■ **TASK INSTRUCTIONS**
Please count the lines below that hold the word "woman" and give the count without any other text.

Records from a collection
· · · · ·

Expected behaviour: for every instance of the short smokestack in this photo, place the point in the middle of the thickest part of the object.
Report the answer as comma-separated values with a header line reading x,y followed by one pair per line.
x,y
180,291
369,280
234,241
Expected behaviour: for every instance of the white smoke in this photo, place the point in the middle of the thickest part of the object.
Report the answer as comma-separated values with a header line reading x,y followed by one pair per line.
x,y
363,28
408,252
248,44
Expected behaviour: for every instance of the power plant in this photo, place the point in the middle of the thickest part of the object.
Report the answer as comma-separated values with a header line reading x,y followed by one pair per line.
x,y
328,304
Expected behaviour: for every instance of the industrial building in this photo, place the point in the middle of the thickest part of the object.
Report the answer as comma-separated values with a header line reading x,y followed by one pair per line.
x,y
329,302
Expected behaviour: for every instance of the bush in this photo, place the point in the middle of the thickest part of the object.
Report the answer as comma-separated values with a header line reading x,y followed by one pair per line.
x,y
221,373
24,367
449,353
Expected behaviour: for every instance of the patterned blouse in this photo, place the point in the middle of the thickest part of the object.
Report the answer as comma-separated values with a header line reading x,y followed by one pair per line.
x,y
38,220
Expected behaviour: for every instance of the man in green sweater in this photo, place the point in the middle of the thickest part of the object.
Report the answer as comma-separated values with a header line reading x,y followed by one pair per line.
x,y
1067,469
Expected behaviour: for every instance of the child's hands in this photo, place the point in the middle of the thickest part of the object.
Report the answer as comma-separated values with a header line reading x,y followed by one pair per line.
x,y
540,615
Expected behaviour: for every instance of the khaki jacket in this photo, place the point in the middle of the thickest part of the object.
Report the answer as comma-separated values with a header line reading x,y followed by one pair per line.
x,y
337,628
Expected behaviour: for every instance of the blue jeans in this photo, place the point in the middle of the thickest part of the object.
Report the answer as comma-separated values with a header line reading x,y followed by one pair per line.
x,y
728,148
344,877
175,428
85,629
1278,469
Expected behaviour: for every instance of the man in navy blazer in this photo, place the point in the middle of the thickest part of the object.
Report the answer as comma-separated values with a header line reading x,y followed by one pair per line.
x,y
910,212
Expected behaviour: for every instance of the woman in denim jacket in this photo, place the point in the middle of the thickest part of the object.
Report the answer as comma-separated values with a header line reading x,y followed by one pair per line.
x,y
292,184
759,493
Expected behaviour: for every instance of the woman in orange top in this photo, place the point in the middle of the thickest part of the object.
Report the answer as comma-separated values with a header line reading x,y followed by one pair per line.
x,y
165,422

· · · · ·

■ **WRITTEN ANSWER**
2